This is a beautiful background plate shot in the morning clouds near Cape Canaveral. A dawn unit shot the plates. That’s our model rocket, launch pad and launch tower composited on to the background. We were one of the last big model shows. CGI had made a couple of breakthroughs in the years preceding this movie, but our visual effects supervisor at Digital Domain felt models could ensure a more authentic feel. I had this desire to satisfy the audience’s curiosity about the details of a launch in strongly visual ways, and I wanted to put the camera in places where they could never physically go.

Apollo 13 - 2

Much of the movie is influenced by archival footage I’d seen, and I wanted this suiting-up sequence to mirror a knight getting ready to go into battle. That’s the feeling I got when I saw documentaries of this phase. All the astronauts would talk about how quiet it would be. This is something I didn’t really shot-list. I just watched the guys go through the process and had a few angles in mind. But when we were doing this, there was a feeling of reverence. The suits were all done to specs. We tweaked nothing for the sake of movies. Put it side by side with something you’d see at the Smithsonian, and it would be spot-on.

Apollo 13 - 3

This shot was dealing with the kind of isolation they were going to experience, and I felt once you were locked in, it had to feel lonely, maybe terrifying. I thought it was beautiful with the reflections on the helmet, as long as you didn’t see the film crew. This is not from the era when you could take out the crew digitally. So we had to be cloaked in black to avoid seeing our reflections. You can see that there’s quite a bit of black there in the middle. That’s the team hiding out behind Lovell’s communications system.

Apollo 13 - 4

The next two shots start on top in the fog and drop down. They’re the kind of shots you could never really get—they’d never let a helicopter that close at that point. So I thought, if you could get a helicopter, or mount a crane, what would it look like? So these are background plates of Cape Canaveral and one of the launch pads. They let us shoot plates there. After months and months of conversation, NASA was very cooperative in the end. The rocket here is a model.

Apollo 13 - 5

I felt that the camera move would really help convey the scale of the launch vehicle, and how tiny the command module really was on top of this huge building that was going to get thrust into the sky. At the same time, there’s also a shot of them going up in the elevator, so that’s another reason we did a tracking shot like this—it was the feeling of the elevator going up. The astronauts would always talk about taking the elevator and going up and through clouds, and how it was an unsettling feeling for them. The clouds, water and fire were impossible to do with CGI, so things like that are actual physical elements.

Apollo 13 - 6

This is an absolute copycat from a number of the documentaries. It’s kind of a cowboy shot, in slow motion. We were probably humming the Magnificent Seven theme in our heads as we were doing this one. There’s something incredibly cool about these guys carrying their own oxygen packs and their own generators and making the walk to the launch vehicle. They’re really just up there alone, guys going to work. This was shot on the Universal back lot, on a piece of the gantry created by production designer Michael Corenblith, surrounded by blue screen.

**Extracted information**.
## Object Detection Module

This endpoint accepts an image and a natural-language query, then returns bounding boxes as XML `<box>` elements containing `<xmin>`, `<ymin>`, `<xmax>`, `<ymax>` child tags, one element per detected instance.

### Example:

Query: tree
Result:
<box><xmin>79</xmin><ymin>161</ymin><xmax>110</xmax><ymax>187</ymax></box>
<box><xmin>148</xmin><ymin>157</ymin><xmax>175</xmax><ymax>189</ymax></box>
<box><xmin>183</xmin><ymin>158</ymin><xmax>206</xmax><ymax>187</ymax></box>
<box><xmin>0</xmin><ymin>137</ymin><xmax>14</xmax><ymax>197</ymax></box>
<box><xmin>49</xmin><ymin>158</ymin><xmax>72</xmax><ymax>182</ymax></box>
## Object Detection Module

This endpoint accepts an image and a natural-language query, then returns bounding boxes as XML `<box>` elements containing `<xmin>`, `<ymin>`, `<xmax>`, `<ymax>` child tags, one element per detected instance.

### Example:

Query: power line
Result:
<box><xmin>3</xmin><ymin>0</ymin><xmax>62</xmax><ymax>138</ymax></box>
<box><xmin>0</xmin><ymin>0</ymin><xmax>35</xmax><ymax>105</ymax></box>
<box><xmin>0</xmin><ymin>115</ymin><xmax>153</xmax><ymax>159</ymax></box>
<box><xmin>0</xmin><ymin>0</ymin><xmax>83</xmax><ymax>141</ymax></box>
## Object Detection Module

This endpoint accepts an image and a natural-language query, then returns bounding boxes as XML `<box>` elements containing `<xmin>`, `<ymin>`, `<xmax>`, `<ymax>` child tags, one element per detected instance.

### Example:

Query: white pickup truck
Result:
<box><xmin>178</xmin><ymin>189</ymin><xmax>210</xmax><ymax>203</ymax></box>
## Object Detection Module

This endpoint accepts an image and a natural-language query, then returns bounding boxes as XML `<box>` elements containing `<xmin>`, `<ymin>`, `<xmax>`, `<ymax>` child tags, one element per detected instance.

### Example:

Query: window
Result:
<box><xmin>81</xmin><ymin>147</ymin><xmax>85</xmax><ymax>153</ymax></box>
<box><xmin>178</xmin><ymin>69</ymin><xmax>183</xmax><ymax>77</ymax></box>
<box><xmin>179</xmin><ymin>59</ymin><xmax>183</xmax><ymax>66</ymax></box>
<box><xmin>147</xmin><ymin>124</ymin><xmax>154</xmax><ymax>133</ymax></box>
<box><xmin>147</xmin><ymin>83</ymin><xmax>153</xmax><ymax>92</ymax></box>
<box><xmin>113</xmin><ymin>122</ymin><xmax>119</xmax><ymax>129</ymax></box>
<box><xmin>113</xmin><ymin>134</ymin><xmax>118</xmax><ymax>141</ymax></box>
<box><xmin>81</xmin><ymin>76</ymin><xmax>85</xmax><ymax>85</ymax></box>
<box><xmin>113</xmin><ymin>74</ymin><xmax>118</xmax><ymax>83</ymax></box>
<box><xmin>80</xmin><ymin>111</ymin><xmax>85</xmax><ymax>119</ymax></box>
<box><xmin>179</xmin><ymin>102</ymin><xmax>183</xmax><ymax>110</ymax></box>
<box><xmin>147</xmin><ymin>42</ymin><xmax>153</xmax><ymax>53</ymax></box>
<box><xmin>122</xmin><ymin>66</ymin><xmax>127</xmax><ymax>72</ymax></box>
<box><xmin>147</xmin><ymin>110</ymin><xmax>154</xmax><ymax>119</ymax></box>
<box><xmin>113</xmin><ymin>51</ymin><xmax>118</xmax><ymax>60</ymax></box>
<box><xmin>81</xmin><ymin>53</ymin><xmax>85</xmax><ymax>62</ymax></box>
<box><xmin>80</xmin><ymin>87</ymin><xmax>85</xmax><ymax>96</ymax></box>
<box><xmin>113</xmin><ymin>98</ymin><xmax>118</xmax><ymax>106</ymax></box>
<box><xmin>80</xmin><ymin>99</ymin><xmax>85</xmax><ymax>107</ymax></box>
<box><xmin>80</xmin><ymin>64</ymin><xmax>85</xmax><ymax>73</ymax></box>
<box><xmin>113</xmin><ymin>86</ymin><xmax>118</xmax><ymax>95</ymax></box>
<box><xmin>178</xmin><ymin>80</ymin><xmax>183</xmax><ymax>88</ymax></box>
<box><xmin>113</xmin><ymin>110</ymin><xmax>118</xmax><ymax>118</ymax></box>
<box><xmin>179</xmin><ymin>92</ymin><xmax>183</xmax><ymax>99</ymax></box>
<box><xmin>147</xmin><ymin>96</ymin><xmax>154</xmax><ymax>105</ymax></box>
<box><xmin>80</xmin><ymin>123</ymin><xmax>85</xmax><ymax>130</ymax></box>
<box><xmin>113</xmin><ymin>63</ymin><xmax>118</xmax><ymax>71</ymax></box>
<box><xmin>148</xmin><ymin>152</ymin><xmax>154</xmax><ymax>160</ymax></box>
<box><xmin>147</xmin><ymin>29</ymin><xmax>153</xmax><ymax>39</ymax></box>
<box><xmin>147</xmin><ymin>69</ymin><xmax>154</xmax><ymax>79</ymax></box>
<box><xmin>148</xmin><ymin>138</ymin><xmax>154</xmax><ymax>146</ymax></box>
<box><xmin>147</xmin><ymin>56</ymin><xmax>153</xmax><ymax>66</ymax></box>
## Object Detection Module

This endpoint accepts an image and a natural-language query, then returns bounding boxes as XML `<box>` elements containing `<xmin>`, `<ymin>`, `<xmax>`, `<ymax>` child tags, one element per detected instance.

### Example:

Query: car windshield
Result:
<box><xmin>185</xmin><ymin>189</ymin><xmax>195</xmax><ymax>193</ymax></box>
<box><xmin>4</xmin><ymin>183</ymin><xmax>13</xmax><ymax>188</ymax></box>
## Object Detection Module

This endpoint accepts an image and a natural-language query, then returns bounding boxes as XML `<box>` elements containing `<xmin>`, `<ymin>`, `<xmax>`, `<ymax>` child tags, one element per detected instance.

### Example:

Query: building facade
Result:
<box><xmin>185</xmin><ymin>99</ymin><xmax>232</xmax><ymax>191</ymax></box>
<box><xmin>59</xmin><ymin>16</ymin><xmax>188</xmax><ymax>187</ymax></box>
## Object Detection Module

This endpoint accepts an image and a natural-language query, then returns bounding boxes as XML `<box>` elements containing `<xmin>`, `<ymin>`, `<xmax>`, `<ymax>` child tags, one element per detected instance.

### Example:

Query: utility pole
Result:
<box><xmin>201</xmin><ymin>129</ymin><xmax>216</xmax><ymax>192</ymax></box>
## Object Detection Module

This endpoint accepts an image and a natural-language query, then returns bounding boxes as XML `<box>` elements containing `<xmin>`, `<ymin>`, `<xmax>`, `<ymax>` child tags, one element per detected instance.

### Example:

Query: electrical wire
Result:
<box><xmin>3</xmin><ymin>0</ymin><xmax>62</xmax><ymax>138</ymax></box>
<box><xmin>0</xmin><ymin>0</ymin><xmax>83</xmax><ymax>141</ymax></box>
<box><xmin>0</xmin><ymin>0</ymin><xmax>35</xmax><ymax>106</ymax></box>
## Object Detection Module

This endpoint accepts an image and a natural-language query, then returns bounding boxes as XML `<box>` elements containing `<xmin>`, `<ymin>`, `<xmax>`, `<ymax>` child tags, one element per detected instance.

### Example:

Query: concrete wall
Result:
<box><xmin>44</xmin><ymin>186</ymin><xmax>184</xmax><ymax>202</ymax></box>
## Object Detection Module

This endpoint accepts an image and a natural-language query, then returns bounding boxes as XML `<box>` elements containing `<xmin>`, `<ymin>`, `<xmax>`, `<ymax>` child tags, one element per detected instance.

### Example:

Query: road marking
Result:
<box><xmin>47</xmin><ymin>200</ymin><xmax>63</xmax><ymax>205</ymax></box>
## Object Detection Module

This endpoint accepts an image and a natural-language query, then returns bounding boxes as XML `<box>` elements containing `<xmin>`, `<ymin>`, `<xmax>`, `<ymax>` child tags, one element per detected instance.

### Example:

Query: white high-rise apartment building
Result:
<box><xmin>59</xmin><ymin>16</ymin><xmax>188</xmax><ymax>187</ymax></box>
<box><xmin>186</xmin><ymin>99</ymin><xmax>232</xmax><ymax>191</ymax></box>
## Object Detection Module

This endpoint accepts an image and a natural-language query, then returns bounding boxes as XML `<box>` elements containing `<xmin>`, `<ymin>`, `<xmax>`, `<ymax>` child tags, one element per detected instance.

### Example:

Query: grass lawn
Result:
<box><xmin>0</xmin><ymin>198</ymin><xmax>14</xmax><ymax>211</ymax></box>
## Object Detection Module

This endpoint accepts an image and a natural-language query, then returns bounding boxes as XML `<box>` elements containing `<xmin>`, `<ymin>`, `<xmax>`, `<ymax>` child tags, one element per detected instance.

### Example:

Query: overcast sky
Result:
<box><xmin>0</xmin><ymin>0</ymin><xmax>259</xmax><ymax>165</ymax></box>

**Things to do**.
1. According to the Apollo 13 shot commentary, where was the slow-motion walk to the launch vehicle filmed?
2. Retype everything in the Apollo 13 shot commentary from "This shot was" down to "Lovell’s communications system.".

**Results for each task**.
1. It was filmed on the Universal back lot, on a piece of the gantry surrounded by blue screen.

2.
This shot was dealing with the kind of isolation they were going to experience, and I felt once you were locked in, it had to feel lonely, maybe terrifying. I thought it was beautiful with the reflections on the helmet, as long as you didn’t see the film crew. This is not from the era when you could take out the crew digitally. So we had to be cloaked in black to avoid seeing our reflections. You can see that there’s quite a bit of black there in the middle. That’s the team hiding out behind Lovell’s communications system.